#### Given information
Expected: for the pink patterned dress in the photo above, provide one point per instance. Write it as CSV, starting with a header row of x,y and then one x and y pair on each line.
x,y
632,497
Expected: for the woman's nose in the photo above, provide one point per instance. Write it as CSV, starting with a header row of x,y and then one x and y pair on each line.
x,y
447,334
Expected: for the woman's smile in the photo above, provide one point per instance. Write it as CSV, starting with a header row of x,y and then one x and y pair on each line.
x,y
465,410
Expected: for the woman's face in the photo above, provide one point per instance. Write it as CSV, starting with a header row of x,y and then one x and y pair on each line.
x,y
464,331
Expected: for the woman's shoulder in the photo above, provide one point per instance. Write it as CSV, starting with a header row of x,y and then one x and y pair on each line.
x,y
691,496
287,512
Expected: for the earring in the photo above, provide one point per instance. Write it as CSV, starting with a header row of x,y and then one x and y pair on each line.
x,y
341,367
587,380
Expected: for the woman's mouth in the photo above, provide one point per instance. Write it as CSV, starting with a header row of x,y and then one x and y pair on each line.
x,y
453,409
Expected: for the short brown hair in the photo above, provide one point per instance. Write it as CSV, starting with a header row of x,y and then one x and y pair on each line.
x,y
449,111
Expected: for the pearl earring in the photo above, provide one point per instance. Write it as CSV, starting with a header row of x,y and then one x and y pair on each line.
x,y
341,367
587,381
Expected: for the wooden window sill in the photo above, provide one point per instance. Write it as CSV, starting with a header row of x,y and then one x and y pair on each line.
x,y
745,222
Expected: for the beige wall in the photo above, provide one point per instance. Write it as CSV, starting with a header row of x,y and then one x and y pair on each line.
########
#### Given information
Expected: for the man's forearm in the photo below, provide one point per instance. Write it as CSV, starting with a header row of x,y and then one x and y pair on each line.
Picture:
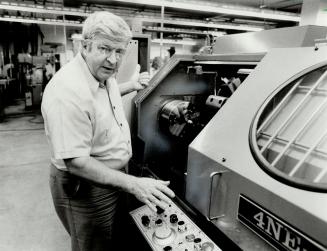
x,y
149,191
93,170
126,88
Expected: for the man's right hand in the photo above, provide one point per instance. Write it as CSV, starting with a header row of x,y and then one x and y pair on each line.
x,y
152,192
########
#### Given information
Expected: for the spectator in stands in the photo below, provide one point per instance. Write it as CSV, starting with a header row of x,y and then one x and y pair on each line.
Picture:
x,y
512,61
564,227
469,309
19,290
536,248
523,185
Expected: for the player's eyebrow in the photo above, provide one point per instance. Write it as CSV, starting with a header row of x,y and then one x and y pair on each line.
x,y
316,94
########
Task prompt:
State how many lines of the records above contain "below", with no words besides the number.

Solution to the exercise:
2